§ Assignment
Take each line of the data that contains the string "black" and copy it.

§ Records from a dataset
************

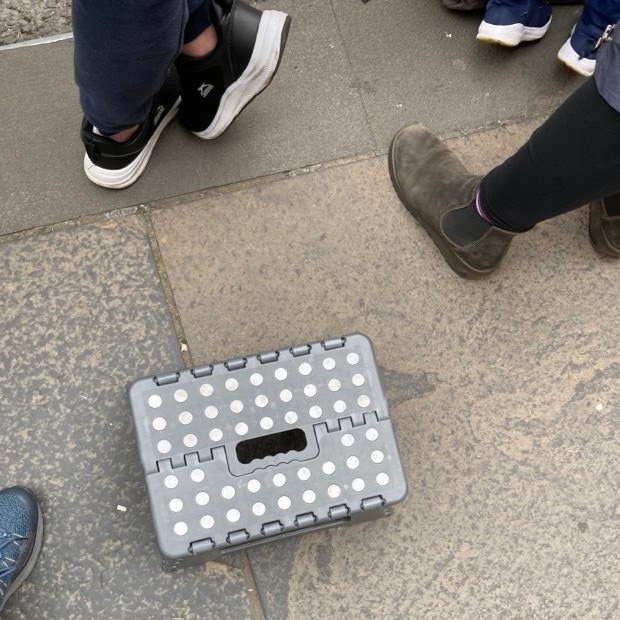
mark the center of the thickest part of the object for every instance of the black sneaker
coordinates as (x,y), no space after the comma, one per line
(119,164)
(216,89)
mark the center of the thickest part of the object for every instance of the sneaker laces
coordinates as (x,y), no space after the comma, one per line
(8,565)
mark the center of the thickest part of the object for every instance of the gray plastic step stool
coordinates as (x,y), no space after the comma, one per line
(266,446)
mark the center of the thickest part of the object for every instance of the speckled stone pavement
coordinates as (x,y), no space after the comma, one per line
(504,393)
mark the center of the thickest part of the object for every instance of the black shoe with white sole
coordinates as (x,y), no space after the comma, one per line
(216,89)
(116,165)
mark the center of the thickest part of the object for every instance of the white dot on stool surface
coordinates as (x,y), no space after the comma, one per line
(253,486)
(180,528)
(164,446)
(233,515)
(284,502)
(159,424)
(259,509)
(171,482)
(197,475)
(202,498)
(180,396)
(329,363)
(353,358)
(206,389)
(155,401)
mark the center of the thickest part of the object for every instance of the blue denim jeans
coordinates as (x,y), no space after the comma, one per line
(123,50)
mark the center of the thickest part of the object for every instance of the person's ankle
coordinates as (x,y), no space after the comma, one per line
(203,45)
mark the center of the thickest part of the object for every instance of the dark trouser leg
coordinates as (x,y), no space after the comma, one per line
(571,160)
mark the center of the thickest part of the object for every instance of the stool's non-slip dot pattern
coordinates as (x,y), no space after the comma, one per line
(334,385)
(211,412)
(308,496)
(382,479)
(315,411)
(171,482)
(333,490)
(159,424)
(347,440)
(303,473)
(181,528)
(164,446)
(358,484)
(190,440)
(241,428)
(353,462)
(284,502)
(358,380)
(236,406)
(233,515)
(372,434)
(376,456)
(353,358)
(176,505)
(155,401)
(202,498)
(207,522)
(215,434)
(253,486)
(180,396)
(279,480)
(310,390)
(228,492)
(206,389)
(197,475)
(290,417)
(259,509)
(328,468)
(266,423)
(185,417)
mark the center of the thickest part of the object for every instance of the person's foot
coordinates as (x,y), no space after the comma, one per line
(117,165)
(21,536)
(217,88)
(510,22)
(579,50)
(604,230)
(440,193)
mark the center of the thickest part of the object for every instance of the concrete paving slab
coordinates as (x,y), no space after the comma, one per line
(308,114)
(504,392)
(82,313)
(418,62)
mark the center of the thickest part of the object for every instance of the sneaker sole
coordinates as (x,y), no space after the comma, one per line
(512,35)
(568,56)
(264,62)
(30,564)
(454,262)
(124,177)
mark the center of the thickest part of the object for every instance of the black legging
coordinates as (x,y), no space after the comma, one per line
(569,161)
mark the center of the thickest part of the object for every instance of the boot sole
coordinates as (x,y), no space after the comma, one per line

************

§ Solution for this task
mark the center of the thickest part of the object for every instance of the black sneaker
mark the center of the thickest part of the object for every instance of the black shoe with white sole
mark the center of the thickest part of the object for every instance of the black legging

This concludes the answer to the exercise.